Rewrite the lines of the material below from the one containing "Identify a point on every instance of the rear window" through the last line, inclusive, as a Markdown table with columns No. and Line. Number each row, and leave out blank lines.

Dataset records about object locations
## BEGIN

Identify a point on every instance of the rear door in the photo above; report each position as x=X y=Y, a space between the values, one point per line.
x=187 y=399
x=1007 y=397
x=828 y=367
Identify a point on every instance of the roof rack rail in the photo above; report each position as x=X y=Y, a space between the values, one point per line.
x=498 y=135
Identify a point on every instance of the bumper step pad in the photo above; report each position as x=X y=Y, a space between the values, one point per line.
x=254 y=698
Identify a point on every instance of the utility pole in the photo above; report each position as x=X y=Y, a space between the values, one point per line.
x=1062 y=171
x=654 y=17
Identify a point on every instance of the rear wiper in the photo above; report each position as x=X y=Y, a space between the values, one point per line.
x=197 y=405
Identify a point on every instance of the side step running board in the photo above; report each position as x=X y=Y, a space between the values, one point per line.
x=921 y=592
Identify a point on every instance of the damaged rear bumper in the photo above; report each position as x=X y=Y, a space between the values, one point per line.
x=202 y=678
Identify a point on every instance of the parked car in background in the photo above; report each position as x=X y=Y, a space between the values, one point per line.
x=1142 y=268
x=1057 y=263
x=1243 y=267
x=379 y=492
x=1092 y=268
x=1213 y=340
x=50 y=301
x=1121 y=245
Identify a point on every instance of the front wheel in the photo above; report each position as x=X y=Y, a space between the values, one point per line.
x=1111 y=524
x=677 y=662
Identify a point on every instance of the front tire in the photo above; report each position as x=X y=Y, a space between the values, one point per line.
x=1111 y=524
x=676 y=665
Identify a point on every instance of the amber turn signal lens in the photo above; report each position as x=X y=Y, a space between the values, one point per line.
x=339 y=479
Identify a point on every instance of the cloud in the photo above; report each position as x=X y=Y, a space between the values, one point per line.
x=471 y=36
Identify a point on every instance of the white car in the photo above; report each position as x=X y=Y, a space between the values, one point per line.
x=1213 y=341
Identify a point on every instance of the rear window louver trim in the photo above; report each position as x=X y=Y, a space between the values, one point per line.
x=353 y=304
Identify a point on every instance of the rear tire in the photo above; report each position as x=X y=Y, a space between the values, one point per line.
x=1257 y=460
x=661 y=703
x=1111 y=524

## END

▶ [Exercise response]
| No. | Line |
|---|---|
| 1 | Identify a point on every instance of the rear window louver trim in the photo above; report each position as x=X y=Y, a space between the values, one point per line. |
| 2 | x=353 y=304 |
| 3 | Identify a point on every instance of the rear tire in the photo above; report each position as x=X y=Y, a space between the values, one point per line. |
| 4 | x=1257 y=460 |
| 5 | x=661 y=703 |
| 6 | x=1111 y=524 |